Stored rows:
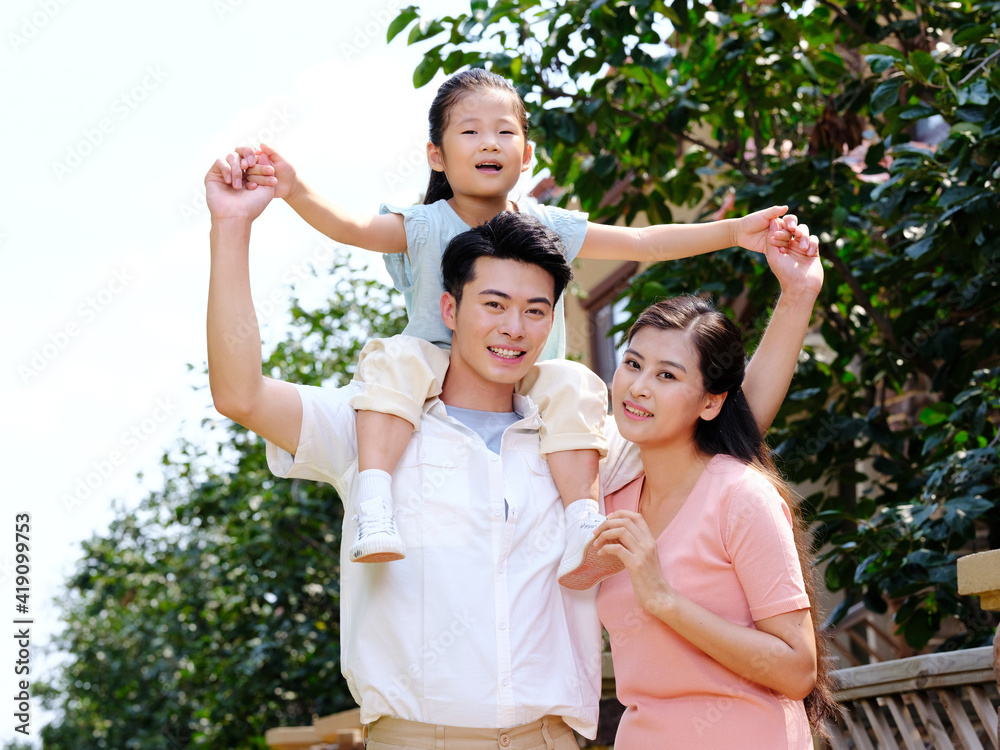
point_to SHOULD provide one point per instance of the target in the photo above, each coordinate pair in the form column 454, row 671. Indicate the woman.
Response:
column 711, row 633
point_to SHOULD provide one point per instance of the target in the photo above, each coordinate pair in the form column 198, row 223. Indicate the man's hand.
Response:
column 226, row 195
column 798, row 273
column 772, row 227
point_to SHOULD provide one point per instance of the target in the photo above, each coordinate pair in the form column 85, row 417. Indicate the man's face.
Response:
column 502, row 323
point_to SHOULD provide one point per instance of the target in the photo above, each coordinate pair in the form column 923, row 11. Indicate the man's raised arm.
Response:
column 268, row 407
column 773, row 364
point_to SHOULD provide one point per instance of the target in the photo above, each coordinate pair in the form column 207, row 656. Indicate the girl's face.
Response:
column 483, row 149
column 658, row 393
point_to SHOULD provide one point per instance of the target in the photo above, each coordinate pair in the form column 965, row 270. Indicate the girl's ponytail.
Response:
column 438, row 188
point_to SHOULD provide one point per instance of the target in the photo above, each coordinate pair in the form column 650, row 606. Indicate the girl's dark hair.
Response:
column 451, row 92
column 735, row 432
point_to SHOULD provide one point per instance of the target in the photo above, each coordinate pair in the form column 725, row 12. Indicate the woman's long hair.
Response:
column 735, row 432
column 451, row 92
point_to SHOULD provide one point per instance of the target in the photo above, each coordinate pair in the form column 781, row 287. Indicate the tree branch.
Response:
column 847, row 19
column 739, row 166
column 979, row 67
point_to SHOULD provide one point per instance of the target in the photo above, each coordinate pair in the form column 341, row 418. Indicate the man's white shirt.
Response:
column 471, row 628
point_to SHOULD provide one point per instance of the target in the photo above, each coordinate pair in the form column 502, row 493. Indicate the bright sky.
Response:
column 113, row 112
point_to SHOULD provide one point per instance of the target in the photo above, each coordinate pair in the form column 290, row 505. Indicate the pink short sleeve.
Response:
column 759, row 537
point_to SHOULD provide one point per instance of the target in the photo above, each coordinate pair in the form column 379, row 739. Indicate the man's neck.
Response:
column 480, row 396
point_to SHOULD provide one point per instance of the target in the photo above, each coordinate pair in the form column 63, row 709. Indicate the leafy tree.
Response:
column 831, row 108
column 210, row 613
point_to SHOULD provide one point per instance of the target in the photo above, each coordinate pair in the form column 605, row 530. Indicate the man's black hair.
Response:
column 507, row 236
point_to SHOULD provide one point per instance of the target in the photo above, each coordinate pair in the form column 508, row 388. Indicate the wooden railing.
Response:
column 943, row 701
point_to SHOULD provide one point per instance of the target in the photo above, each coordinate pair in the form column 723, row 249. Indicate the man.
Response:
column 470, row 638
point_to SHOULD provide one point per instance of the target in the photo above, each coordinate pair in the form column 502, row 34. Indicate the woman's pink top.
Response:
column 730, row 549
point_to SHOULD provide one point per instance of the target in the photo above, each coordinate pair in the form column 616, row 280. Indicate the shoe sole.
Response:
column 379, row 557
column 592, row 570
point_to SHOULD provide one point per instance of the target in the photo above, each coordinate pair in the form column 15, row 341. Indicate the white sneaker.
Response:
column 581, row 567
column 376, row 539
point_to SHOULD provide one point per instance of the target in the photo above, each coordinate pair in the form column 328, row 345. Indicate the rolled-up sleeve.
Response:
column 328, row 441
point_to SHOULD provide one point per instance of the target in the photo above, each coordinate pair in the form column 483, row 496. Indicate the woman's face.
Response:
column 658, row 393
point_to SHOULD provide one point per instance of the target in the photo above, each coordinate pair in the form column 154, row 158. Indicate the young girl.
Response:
column 711, row 634
column 477, row 150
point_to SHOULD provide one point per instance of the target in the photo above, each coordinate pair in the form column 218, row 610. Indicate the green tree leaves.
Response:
column 210, row 613
column 880, row 126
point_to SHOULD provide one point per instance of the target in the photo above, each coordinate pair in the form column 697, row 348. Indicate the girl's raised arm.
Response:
column 672, row 241
column 378, row 233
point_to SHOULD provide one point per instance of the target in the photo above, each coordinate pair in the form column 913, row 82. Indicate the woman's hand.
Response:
column 626, row 535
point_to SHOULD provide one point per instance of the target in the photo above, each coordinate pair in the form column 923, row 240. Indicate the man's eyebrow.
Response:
column 504, row 295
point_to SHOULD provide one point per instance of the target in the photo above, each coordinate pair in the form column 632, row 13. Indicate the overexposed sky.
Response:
column 112, row 112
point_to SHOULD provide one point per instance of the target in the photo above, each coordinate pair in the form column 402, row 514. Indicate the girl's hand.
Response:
column 773, row 228
column 266, row 167
column 626, row 536
column 225, row 195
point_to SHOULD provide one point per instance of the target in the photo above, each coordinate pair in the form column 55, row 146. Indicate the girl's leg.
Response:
column 395, row 377
column 575, row 473
column 572, row 402
column 382, row 438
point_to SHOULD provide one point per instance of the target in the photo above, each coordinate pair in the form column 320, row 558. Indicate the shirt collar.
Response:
column 522, row 405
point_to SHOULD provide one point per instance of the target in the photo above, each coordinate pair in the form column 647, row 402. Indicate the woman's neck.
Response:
column 671, row 471
column 475, row 210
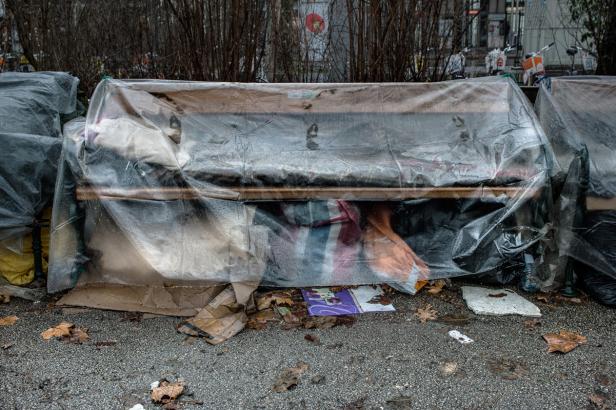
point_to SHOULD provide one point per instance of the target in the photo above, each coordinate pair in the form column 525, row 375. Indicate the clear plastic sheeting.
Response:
column 31, row 109
column 579, row 117
column 187, row 183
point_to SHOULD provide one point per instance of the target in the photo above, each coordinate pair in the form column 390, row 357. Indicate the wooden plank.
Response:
column 293, row 193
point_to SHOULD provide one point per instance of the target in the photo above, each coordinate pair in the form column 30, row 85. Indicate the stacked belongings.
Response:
column 579, row 117
column 32, row 106
column 169, row 186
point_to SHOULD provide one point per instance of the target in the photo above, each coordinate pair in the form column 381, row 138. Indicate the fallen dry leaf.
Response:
column 258, row 320
column 602, row 379
column 564, row 341
column 317, row 379
column 166, row 391
column 312, row 339
column 61, row 330
column 289, row 378
column 78, row 335
column 381, row 299
column 436, row 287
column 132, row 317
column 426, row 313
column 278, row 298
column 575, row 301
column 8, row 320
column 508, row 369
column 531, row 324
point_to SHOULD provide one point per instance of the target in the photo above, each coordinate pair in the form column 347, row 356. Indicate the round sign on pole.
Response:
column 315, row 23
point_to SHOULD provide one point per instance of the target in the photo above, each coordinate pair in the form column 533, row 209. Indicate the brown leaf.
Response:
column 320, row 322
column 603, row 379
column 278, row 298
column 78, row 336
column 8, row 320
column 132, row 317
column 67, row 332
column 312, row 339
column 426, row 313
column 166, row 391
column 436, row 287
column 575, row 301
column 564, row 341
column 289, row 378
column 531, row 324
column 381, row 299
column 61, row 330
column 258, row 320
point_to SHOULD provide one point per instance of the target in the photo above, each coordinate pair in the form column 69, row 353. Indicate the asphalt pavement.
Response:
column 382, row 361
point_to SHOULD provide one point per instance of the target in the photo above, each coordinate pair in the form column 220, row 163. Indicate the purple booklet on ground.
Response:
column 325, row 302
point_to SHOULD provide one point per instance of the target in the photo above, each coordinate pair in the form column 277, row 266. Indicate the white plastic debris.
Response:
column 498, row 302
column 460, row 337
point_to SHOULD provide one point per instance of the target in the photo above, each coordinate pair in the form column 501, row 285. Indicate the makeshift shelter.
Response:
column 173, row 185
column 579, row 117
column 31, row 109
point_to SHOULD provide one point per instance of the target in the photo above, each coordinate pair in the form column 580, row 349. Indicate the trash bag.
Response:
column 600, row 233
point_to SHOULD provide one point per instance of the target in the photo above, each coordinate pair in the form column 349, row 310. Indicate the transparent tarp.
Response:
column 578, row 115
column 31, row 109
column 170, row 182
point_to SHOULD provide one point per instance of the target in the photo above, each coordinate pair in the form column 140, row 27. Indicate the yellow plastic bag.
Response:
column 18, row 267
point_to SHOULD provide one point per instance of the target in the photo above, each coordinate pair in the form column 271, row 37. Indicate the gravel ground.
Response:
column 385, row 360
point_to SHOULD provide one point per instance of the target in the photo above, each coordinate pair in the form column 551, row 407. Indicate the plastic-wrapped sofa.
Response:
column 32, row 106
column 169, row 183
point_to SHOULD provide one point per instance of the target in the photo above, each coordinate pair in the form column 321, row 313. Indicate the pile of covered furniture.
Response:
column 32, row 108
column 172, row 185
column 579, row 117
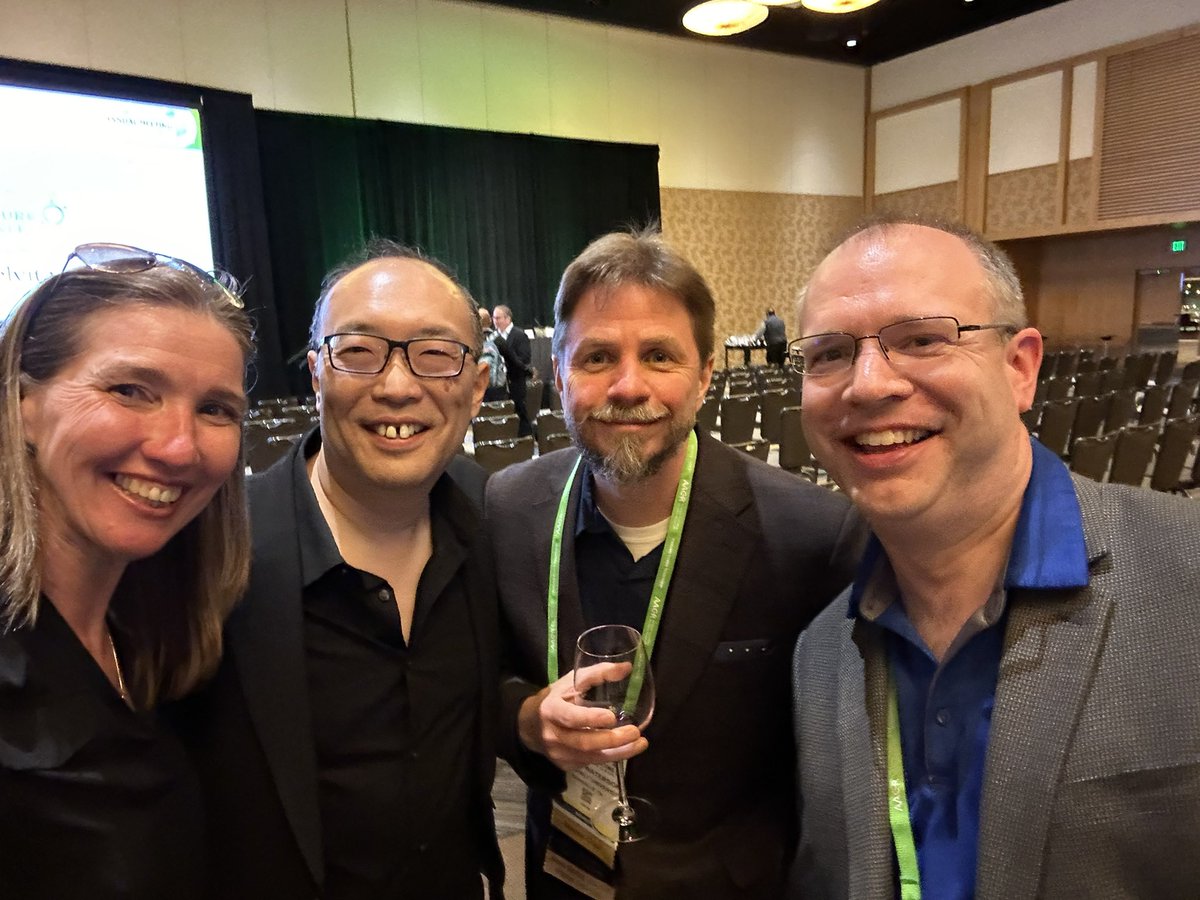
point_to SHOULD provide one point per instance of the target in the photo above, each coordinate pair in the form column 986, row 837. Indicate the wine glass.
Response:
column 612, row 671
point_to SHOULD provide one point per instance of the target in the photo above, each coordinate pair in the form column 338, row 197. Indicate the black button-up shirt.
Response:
column 395, row 723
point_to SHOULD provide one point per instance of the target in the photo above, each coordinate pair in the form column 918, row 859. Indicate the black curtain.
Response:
column 505, row 211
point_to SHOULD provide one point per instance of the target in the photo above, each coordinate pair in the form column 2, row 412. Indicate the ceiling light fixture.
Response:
column 724, row 17
column 837, row 6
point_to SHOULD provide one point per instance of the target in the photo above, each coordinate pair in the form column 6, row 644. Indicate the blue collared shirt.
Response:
column 946, row 708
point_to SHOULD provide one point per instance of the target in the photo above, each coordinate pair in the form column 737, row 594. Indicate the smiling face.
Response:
column 631, row 379
column 934, row 436
column 133, row 436
column 394, row 431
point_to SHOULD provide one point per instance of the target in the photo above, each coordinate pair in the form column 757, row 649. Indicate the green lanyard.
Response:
column 898, row 803
column 661, row 581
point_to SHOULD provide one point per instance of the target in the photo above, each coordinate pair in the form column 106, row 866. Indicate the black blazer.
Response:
column 250, row 730
column 762, row 552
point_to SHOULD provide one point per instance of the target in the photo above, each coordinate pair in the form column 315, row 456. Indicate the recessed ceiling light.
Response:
column 724, row 17
column 837, row 5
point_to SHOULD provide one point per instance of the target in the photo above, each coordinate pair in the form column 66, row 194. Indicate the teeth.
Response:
column 157, row 495
column 887, row 438
column 391, row 432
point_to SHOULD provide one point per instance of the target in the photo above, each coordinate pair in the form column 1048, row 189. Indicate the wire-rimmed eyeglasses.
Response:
column 834, row 352
column 367, row 354
column 125, row 259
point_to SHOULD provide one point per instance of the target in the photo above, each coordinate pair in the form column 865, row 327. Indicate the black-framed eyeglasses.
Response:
column 367, row 354
column 125, row 259
column 834, row 352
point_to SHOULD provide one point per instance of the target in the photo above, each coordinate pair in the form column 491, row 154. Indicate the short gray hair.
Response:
column 1000, row 275
column 387, row 249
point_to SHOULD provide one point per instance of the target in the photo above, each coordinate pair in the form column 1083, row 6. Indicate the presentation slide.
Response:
column 77, row 168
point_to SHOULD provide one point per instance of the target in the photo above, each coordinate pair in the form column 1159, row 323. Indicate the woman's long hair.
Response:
column 168, row 609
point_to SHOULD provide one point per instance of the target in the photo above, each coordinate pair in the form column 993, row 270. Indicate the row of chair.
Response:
column 1125, row 456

Problem details: Take every line from the one containing "the wire-rimmed eyeglasses." to the end of the listing and output it exactly, with nothing else.

Solution to the exercise:
point_to SHOULD provide one point per instance of the target in the photo above, each coordinate pair in the form column 1048, row 189. Indicate the wire-rimmed eyeglasses.
Response:
column 834, row 352
column 367, row 354
column 125, row 259
point_to SHOULD provide one point per instance of the target in the photo above, each coordinate pair in the form column 865, row 327. Indicate the black-framed eyeglasses.
Response:
column 367, row 354
column 125, row 259
column 834, row 352
point_to SHOULD provide one point per instance of the target in the photo above, each coordinate pair in the form column 491, row 154. Indicate the short gray hair.
Response:
column 1000, row 275
column 387, row 249
point_to SHOULD provide one point per instance of the target in the photo above, each coordinate pair in the form column 1083, row 6. Indicate the presentation slide.
Response:
column 77, row 168
point_to SHOULD provide one point per instance of the target in the photo above, each coordinate pair in the form column 1159, row 323. Indicate the woman's long hair.
Response:
column 168, row 609
point_to SHOULD provide one point per instance of the target in the photo above, each coordinate pair in the form column 993, row 270. Indicate the row of chair.
Response:
column 1125, row 456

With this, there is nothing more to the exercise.